Source data:
──────────

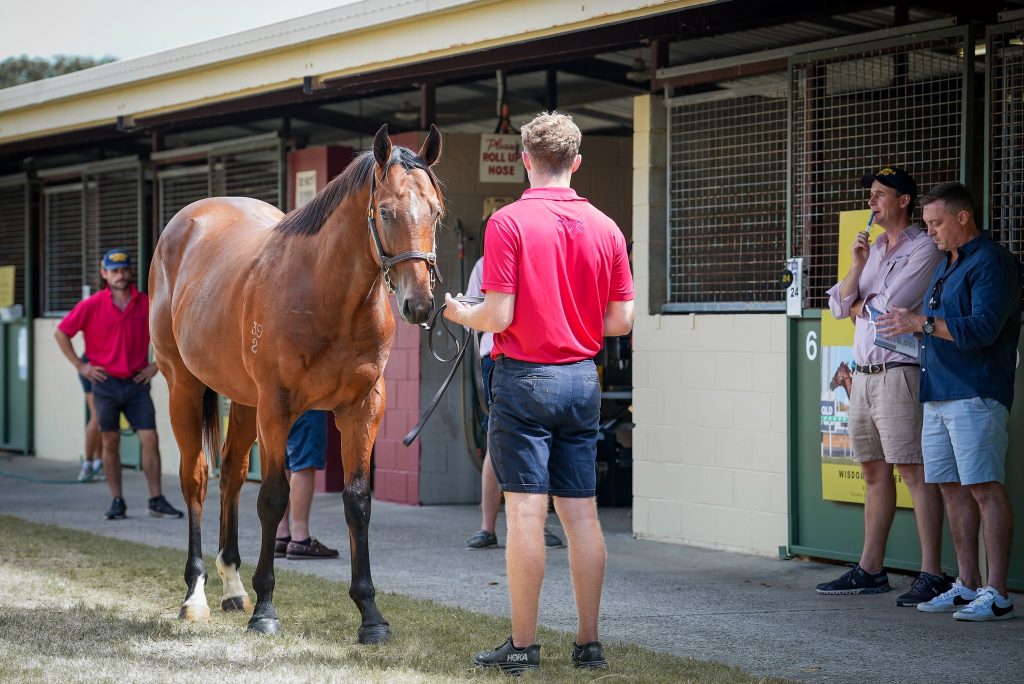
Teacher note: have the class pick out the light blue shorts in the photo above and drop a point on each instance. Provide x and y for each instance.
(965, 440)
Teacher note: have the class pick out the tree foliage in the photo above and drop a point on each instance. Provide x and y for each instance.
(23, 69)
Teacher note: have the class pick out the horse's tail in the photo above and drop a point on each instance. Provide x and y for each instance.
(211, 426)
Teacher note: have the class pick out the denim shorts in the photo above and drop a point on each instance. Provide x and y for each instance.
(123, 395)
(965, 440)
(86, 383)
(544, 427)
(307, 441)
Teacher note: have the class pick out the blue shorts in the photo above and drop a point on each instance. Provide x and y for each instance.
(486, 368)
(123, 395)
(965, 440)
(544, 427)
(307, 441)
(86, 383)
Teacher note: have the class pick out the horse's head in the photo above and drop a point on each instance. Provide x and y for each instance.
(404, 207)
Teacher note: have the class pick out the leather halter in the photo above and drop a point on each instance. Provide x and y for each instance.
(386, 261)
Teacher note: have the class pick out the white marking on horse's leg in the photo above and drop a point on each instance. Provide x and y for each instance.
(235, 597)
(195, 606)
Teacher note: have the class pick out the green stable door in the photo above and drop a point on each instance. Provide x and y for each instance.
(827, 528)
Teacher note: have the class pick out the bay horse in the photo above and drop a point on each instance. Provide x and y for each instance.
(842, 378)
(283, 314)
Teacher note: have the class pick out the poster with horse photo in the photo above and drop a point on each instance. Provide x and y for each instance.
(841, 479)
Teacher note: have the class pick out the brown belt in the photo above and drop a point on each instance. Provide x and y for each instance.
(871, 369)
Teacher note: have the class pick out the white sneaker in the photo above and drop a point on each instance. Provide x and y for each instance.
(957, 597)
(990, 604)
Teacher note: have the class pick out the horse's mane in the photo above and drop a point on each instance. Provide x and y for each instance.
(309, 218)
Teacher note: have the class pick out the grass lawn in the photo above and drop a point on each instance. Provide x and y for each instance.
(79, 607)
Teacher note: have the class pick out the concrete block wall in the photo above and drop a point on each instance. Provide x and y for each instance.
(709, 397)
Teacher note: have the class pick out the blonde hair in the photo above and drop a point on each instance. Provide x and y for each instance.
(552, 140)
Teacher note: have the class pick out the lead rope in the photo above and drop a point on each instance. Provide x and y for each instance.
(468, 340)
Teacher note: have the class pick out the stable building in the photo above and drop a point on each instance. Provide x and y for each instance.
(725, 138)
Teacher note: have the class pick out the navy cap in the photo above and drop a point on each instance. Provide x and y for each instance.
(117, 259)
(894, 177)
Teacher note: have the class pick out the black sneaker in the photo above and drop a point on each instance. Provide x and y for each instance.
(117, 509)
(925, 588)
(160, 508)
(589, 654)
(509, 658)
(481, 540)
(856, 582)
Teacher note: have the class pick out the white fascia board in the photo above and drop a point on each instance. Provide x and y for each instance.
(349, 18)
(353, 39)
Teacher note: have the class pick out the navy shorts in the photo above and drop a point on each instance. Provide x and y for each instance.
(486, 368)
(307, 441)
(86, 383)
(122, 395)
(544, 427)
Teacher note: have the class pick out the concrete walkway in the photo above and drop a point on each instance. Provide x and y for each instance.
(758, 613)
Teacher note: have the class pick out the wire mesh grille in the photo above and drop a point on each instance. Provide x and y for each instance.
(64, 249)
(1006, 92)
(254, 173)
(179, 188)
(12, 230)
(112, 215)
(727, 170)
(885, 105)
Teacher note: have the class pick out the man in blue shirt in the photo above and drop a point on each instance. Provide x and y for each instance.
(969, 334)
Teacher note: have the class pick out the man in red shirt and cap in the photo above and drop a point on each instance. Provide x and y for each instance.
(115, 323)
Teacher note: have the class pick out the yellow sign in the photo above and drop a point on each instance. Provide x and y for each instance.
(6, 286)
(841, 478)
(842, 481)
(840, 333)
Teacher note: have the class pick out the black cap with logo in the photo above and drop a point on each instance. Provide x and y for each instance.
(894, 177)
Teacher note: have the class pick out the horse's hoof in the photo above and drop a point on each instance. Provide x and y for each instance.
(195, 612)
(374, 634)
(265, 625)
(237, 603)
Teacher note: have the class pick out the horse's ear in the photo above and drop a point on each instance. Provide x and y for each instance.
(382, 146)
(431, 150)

──────────

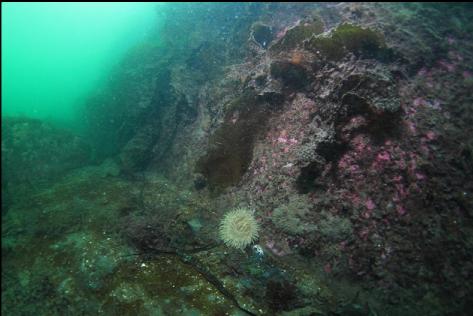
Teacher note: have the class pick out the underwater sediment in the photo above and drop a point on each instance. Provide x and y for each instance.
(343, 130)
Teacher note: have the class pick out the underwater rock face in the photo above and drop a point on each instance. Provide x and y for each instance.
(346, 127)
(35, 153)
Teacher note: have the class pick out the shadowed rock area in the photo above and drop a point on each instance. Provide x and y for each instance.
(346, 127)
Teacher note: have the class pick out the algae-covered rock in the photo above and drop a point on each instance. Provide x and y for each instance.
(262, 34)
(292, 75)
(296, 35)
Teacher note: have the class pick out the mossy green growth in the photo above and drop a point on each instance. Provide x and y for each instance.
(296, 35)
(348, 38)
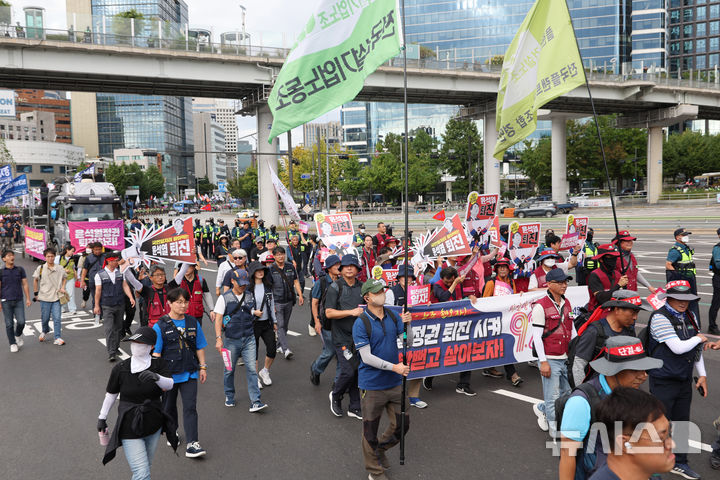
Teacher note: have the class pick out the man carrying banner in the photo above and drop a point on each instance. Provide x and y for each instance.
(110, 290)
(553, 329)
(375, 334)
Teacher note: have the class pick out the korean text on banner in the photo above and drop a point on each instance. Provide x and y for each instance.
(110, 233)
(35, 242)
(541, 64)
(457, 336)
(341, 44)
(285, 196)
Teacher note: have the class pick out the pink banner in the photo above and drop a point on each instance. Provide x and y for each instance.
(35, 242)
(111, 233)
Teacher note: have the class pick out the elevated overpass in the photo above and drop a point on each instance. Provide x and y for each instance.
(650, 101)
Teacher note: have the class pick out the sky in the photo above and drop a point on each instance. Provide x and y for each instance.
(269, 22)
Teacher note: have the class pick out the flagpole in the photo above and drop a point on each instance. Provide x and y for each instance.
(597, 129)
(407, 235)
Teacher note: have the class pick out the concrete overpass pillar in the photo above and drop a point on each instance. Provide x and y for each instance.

──────────

TO DO
Rewrite the stretch from the line containing "Teacher note: have the class pick out the elevated" through the line containing "Teacher note: have the class pick out the concrete overpass", putting "identify" wherever "pick out" appears and leaving everything else unchanged.

SOLVED PROBLEM
Teacher note: have the class identify the elevated overpass in the photo above and drop a point on each instance. Provide x and y for each instance.
(650, 101)
Teacher note: have the class identify the sky in the photo above and drop a point on each instance. Provide x and y for each instance.
(269, 22)
Teacher note: have the class identify the flagpole in the photo above and drop a point on each instance. Provide x and y for each instance.
(597, 129)
(407, 235)
Teacher note: have the class identify the concrete overpass pillar in the photo above and drop a point on each instance. Provide x and y for each instance.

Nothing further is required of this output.